_What you have to do_.
Wherever the string "then" turns up in the data, copy the whole line.

_Data in this exercise_.
>>>

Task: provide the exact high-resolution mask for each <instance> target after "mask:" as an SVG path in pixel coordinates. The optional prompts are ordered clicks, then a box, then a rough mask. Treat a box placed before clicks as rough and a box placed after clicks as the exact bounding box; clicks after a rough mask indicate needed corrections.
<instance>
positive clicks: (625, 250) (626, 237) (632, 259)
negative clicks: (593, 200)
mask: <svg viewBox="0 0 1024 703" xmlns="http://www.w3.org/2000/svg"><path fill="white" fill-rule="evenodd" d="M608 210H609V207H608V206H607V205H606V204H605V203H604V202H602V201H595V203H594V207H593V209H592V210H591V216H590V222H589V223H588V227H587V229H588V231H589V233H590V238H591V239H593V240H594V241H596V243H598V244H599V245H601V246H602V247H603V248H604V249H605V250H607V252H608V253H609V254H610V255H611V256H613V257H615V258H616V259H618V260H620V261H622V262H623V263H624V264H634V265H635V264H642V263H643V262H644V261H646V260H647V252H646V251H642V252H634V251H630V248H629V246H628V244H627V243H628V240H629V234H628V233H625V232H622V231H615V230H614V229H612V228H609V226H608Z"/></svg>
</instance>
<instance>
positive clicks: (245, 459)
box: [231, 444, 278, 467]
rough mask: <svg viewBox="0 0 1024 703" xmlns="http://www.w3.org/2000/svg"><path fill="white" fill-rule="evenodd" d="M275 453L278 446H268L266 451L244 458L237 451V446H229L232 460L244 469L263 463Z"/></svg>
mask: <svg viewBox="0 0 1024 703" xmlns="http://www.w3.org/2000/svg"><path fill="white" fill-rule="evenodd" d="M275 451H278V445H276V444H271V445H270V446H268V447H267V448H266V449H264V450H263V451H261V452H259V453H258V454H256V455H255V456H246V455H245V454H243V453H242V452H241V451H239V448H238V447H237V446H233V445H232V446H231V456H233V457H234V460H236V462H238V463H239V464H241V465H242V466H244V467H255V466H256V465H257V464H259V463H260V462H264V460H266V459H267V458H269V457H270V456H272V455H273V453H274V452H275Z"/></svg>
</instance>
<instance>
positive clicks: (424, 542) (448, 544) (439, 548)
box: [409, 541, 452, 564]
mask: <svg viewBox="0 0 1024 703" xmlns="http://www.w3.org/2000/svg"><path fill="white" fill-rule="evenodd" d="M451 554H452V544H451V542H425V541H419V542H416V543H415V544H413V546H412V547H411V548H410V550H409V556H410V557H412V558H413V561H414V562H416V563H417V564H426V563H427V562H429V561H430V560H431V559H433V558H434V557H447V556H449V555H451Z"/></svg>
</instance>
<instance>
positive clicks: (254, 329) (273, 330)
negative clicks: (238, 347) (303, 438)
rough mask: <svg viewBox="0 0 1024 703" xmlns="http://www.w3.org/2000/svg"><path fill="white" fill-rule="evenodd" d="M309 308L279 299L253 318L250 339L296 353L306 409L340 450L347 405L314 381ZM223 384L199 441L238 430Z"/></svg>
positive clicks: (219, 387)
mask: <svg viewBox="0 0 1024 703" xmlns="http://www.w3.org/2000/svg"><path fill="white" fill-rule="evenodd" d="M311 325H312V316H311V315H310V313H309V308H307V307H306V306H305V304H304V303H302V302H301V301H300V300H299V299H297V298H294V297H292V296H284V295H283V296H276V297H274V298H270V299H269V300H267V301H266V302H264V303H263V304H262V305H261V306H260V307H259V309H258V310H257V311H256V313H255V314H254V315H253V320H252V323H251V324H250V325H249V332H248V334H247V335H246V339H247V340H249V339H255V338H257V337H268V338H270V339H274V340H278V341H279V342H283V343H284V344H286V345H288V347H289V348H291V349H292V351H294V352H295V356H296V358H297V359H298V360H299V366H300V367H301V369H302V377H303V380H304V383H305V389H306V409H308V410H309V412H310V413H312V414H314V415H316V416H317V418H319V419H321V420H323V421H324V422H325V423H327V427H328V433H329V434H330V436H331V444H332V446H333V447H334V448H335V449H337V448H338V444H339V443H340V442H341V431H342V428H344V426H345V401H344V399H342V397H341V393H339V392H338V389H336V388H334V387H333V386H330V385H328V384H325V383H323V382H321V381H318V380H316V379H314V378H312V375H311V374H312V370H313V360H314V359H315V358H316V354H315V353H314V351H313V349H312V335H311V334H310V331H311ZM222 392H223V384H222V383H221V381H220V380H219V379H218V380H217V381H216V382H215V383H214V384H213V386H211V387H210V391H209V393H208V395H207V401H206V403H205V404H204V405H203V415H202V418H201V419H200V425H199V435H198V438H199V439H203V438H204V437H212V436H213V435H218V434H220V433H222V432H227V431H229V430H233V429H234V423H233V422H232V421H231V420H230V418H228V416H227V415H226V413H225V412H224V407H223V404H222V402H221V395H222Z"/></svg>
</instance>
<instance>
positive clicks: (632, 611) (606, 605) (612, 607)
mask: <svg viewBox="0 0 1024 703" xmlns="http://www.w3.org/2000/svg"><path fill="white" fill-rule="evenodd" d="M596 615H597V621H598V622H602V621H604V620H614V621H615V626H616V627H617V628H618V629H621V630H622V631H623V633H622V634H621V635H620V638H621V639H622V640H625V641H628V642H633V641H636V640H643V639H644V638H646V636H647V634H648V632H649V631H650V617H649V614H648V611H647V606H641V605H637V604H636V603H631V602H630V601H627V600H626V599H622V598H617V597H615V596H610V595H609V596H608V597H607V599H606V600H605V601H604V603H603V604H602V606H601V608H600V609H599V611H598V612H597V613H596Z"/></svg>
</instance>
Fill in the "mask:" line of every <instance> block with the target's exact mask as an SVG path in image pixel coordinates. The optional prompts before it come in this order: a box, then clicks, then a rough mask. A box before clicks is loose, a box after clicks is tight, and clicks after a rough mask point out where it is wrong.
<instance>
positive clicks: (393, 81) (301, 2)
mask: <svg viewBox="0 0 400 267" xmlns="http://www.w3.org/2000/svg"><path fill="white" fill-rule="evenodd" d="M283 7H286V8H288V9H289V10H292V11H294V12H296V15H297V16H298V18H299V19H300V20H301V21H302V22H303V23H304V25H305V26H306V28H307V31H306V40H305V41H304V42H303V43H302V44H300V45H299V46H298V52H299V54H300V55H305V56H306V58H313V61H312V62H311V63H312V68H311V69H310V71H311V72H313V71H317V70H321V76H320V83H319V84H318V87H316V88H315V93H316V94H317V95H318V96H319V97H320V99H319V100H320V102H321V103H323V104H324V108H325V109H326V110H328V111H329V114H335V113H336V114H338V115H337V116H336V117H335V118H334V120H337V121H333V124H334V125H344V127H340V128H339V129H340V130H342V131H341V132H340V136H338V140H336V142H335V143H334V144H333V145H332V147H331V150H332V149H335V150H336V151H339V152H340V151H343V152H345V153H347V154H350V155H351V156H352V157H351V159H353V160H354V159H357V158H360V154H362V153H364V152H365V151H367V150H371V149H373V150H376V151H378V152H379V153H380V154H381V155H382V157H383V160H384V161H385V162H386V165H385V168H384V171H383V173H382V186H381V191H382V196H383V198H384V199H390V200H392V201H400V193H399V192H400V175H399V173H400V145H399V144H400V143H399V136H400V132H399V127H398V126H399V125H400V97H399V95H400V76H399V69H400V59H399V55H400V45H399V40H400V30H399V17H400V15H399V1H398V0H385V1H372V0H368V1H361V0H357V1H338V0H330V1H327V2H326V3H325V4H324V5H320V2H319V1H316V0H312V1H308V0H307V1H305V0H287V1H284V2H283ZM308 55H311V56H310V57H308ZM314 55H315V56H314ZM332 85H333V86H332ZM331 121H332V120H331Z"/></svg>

<<<

_Task response_.
Task: provide the exact high-resolution mask for each <instance> target after "mask:" as an SVG path in pixel coordinates. The optional prompts are ordered clicks, then a box, then a rough mask. Treat a box placed before clicks as rough and a box placed after clicks as the exact bounding box; clicks after a rough mask indicate needed corrections.
Fill in the "mask:" line of every <instance> block with the target's exact mask as an SVG path in image pixel coordinates. The optional prompts before it come in this order: a box, then clicks, then a rough mask. A box before clicks is loose, a box after clicks is tight, and clicks after a rough mask point out where it is wrong.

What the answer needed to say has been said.